■ TASK DESCRIPTION
Nothing but the listing below, retyped exactly, should appear in the answer.

■ DATA LISTING
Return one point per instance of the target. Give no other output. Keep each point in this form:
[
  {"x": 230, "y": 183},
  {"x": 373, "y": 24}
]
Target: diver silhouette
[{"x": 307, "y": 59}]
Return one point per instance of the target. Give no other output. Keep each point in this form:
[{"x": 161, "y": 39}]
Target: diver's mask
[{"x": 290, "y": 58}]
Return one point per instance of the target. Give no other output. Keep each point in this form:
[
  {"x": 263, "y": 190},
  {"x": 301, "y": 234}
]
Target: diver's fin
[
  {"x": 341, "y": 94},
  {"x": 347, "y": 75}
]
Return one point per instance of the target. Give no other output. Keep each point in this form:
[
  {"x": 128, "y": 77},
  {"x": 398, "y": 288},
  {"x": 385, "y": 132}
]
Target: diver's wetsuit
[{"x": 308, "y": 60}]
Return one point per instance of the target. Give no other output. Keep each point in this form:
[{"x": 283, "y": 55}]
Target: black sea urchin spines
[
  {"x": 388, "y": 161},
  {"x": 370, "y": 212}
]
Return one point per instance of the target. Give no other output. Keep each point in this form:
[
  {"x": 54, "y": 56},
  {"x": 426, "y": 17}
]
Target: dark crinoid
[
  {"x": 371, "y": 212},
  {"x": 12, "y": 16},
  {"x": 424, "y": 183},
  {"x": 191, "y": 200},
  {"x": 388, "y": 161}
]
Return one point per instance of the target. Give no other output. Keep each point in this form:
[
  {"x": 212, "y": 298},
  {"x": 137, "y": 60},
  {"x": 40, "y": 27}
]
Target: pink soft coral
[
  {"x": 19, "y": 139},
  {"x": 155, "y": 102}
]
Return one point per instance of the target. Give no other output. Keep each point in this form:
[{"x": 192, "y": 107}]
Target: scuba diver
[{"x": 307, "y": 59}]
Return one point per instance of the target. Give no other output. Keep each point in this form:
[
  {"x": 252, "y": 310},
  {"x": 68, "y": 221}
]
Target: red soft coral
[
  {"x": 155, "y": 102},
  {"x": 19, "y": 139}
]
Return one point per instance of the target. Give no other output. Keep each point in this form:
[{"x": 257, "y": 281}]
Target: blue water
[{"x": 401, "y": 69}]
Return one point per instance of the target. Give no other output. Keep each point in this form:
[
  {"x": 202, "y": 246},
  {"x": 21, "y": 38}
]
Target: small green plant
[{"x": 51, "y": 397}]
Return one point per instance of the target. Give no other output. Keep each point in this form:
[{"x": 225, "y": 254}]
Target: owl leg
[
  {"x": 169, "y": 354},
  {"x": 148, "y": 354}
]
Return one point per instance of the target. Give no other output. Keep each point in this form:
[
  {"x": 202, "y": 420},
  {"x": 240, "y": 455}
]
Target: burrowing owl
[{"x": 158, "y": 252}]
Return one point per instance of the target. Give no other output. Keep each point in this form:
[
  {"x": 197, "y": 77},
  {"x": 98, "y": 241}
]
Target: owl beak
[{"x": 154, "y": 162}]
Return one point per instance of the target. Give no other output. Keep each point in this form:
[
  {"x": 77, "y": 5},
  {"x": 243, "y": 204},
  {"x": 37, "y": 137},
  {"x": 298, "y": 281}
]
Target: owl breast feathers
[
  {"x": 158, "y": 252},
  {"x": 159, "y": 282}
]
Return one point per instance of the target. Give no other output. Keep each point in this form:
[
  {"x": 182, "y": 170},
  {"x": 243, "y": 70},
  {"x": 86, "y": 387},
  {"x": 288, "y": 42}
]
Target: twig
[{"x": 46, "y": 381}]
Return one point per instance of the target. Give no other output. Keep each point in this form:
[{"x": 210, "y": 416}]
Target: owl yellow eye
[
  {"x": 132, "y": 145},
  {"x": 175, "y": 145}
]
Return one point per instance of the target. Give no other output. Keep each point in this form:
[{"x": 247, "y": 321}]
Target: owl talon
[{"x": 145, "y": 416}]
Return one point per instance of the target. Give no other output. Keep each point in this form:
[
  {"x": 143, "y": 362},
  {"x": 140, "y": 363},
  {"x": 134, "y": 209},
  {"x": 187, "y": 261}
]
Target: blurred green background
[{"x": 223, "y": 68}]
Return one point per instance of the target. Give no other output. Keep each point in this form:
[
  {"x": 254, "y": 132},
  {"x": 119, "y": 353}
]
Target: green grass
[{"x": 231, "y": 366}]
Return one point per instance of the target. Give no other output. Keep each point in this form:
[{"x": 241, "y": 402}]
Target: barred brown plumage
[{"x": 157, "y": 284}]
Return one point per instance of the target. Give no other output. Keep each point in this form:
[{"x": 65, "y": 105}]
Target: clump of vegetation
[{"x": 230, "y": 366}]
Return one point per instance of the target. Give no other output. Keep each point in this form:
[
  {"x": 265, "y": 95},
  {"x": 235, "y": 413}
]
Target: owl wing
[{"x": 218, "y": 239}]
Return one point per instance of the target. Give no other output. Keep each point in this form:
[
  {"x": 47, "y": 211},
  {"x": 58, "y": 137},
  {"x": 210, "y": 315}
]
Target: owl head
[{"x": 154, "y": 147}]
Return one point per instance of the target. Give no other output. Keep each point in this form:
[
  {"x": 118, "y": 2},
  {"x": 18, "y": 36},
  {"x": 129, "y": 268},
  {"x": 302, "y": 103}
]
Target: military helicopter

■ RESPONSE FOR THIS EXERCISE
Return one point per instance of the target. Give no other output. Keep each point in this form:
[
  {"x": 230, "y": 183},
  {"x": 373, "y": 24}
]
Target: diver silhouette
[{"x": 307, "y": 59}]
Return one point per instance of the target. Give no other output. Keep each point in this form:
[{"x": 161, "y": 39}]
Target: diver's mask
[{"x": 290, "y": 58}]
Return one point per instance of the target. Give no other output. Keep each point in this form:
[
  {"x": 263, "y": 190},
  {"x": 301, "y": 234}
]
Target: diver's fin
[
  {"x": 341, "y": 94},
  {"x": 347, "y": 75}
]
Return one point per instance of the target. Give no other output. Keep each point in this form:
[
  {"x": 128, "y": 77},
  {"x": 398, "y": 288},
  {"x": 385, "y": 132}
]
Target: diver's wetsuit
[{"x": 308, "y": 60}]
Return one point per instance of the target. Give no other output. Keep each point in this form:
[{"x": 283, "y": 55}]
Target: black sea urchin spines
[
  {"x": 388, "y": 161},
  {"x": 370, "y": 212}
]
Return one point per instance of the target. Give no other output. Keep each point in this form:
[
  {"x": 54, "y": 56},
  {"x": 426, "y": 17}
]
Target: dark crinoid
[
  {"x": 371, "y": 212},
  {"x": 12, "y": 16},
  {"x": 424, "y": 183},
  {"x": 191, "y": 200},
  {"x": 388, "y": 161}
]
Return one point per instance of the target. Give no other output. Keep each point in this form:
[
  {"x": 212, "y": 298},
  {"x": 137, "y": 60},
  {"x": 40, "y": 27}
]
Target: pink soft coral
[
  {"x": 19, "y": 139},
  {"x": 155, "y": 102}
]
Return one point per instance of the target. Give no other output. Keep each point in this form:
[{"x": 192, "y": 107}]
Target: scuba diver
[{"x": 307, "y": 59}]
Return one point per instance of the target. Give no other output. Keep each point in this form:
[
  {"x": 252, "y": 310},
  {"x": 68, "y": 221}
]
Target: red soft coral
[
  {"x": 155, "y": 102},
  {"x": 19, "y": 139}
]
Return one point per instance of the target. Give no other output. Keep each point in this form:
[{"x": 257, "y": 281}]
Target: blue water
[{"x": 401, "y": 69}]
Return one point per instance of the target. Give no other output. Keep each point in this form:
[
  {"x": 202, "y": 246},
  {"x": 21, "y": 38}
]
Target: small green plant
[{"x": 51, "y": 397}]
Return one point per instance of the target. Give no other output. Keep each point in this form:
[{"x": 225, "y": 254}]
Target: owl leg
[
  {"x": 169, "y": 354},
  {"x": 148, "y": 354}
]
Return one point per instance of the target. Give no other output. Keep each point in this form:
[
  {"x": 202, "y": 420},
  {"x": 240, "y": 455}
]
Target: burrowing owl
[{"x": 158, "y": 252}]
Return one point per instance of the target. Give no other output. Keep each point in this form:
[
  {"x": 197, "y": 77},
  {"x": 98, "y": 241}
]
Target: owl beak
[{"x": 154, "y": 162}]
Return one point per instance of the target. Give no other output. Keep each point in this form:
[
  {"x": 77, "y": 5},
  {"x": 243, "y": 204},
  {"x": 37, "y": 137},
  {"x": 298, "y": 281}
]
Target: owl breast feathers
[
  {"x": 158, "y": 252},
  {"x": 159, "y": 282}
]
Return one point per instance of the target. Give no other output. Keep each point in this form:
[
  {"x": 182, "y": 170},
  {"x": 243, "y": 70},
  {"x": 86, "y": 387},
  {"x": 288, "y": 42}
]
Target: twig
[{"x": 46, "y": 381}]
Return one point per instance of the target. Give no other output. Keep each point in this form:
[{"x": 210, "y": 416}]
Target: owl yellow eye
[
  {"x": 132, "y": 145},
  {"x": 175, "y": 145}
]
Return one point per instance of the target. Give no other output. Keep each point in this form:
[{"x": 247, "y": 321}]
Target: owl talon
[{"x": 145, "y": 416}]
Return one point per instance of the target. Give no other output. Keep each point in this form:
[
  {"x": 143, "y": 362},
  {"x": 140, "y": 363},
  {"x": 134, "y": 209},
  {"x": 187, "y": 261}
]
Target: blurred green background
[{"x": 223, "y": 68}]
Return one point per instance of the target. Give no other output. Keep each point in this form:
[
  {"x": 254, "y": 132},
  {"x": 119, "y": 353}
]
Target: green grass
[{"x": 231, "y": 366}]
Return one point per instance of the target. Give no other output. Keep each point in this form:
[{"x": 241, "y": 402}]
Target: barred brown plumage
[{"x": 157, "y": 284}]
Return one point per instance of the target. Give no other output. Keep each point in this form:
[{"x": 65, "y": 105}]
Target: clump of vegetation
[{"x": 230, "y": 366}]
Return one point per instance of the target. Give no other output. Keep each point in this form:
[
  {"x": 265, "y": 95},
  {"x": 235, "y": 413}
]
Target: owl wing
[{"x": 218, "y": 239}]
Return one point per instance of the target. Give no other output. Keep each point in this form:
[
  {"x": 47, "y": 211},
  {"x": 58, "y": 137},
  {"x": 210, "y": 315}
]
Target: owl head
[{"x": 154, "y": 147}]
Return one point per instance of the target. Give no other output. Keep each point in this form:
[
  {"x": 118, "y": 2},
  {"x": 18, "y": 36},
  {"x": 129, "y": 268},
  {"x": 302, "y": 103}
]
Target: military helicopter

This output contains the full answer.